§ **Exercise description**: Convert the part of the material that opens with the line containing "Label every forested" and closes with the line containing "234;163;340;386", both lines included, into a JSON list of strings with one string per line and blank lines omitted.

— BEGIN Material shown —

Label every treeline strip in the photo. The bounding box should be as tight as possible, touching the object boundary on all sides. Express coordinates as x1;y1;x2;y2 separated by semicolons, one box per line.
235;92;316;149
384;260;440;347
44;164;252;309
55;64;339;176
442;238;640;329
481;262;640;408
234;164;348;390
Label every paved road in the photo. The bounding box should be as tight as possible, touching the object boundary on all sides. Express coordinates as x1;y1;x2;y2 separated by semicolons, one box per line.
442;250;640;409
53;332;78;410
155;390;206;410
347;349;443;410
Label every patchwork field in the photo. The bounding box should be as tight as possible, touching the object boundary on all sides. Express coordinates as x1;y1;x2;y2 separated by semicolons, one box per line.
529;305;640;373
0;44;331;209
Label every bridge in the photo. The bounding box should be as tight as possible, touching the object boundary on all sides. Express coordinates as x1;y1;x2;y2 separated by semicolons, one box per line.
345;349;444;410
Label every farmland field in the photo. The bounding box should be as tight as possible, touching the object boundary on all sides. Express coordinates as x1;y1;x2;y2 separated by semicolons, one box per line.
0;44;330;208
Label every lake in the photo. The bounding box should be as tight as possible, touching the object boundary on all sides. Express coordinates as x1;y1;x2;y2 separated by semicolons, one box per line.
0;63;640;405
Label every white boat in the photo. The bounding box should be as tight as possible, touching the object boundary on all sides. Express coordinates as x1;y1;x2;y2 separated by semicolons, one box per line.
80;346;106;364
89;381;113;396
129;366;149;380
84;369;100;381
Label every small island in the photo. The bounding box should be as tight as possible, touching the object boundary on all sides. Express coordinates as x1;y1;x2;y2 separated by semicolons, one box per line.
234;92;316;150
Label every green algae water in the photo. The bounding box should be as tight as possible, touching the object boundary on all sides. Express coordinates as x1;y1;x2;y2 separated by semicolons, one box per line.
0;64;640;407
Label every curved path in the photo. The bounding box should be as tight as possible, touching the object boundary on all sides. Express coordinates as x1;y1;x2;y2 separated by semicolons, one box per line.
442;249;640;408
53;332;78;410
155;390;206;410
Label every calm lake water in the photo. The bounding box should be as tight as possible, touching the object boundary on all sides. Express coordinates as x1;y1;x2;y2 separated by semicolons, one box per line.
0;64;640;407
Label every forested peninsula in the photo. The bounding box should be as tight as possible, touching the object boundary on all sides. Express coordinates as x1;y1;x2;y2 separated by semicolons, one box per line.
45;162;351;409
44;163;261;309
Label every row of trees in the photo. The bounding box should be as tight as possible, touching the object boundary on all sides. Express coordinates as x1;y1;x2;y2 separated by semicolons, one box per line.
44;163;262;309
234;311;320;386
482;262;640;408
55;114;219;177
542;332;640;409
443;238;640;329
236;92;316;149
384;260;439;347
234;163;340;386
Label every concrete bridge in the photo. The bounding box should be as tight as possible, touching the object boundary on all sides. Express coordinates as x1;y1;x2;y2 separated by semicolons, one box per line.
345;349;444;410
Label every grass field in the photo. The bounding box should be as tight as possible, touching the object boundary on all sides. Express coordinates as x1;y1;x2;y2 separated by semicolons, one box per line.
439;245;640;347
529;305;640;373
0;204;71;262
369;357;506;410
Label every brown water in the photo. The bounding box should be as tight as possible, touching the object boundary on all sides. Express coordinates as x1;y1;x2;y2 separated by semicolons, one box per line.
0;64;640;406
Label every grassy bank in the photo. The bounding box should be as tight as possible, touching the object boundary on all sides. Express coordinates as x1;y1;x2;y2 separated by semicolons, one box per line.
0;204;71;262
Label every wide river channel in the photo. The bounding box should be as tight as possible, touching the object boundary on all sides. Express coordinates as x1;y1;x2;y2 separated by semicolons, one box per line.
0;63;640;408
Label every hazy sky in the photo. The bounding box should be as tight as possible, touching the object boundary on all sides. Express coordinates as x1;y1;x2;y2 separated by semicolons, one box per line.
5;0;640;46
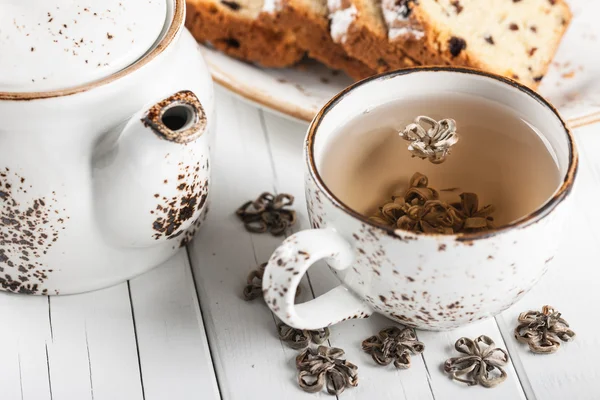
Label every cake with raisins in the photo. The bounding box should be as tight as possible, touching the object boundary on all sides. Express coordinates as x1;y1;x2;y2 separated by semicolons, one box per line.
328;0;571;88
186;0;305;67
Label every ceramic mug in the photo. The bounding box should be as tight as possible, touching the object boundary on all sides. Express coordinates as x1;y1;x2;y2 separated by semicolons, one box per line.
263;67;578;330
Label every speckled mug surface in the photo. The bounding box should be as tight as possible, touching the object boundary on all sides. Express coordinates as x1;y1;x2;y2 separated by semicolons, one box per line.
263;67;578;330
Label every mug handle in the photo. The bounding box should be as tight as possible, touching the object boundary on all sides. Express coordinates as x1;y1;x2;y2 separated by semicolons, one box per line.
262;229;373;330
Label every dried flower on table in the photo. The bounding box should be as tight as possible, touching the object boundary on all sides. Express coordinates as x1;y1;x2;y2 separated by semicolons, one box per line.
444;335;508;388
362;327;425;369
515;306;575;354
277;322;329;350
369;172;494;234
296;346;358;395
244;263;302;301
236;192;296;236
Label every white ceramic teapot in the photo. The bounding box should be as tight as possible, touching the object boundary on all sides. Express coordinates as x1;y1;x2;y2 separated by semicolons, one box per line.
0;0;214;294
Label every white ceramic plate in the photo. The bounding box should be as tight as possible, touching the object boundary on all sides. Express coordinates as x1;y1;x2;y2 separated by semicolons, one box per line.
202;0;600;127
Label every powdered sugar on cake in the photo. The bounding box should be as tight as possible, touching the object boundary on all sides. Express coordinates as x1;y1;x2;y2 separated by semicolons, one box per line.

— END Material shown —

§ **Result**:
[
  "Label every forested peninsula in the photo. The bounding box should be as tight as possible, touching the object boundary on all sides. Express coordinates as x1;y1;x2;y2 separated by semicolons, one box per line.",
  "45;162;351;409",
  "44;163;261;309",
  "Label every row of trees in the photo. The bounding box should be as tight as possible, touching the object boundary on all sides. Express coordinates as x1;y1;x2;y2 separated by semicolons, one box per line.",
  "44;163;262;309",
  "234;311;320;386",
  "482;262;640;408",
  "55;114;219;177",
  "542;332;640;409",
  "443;238;640;329",
  "236;92;316;149",
  "384;260;439;347",
  "234;163;340;386"
]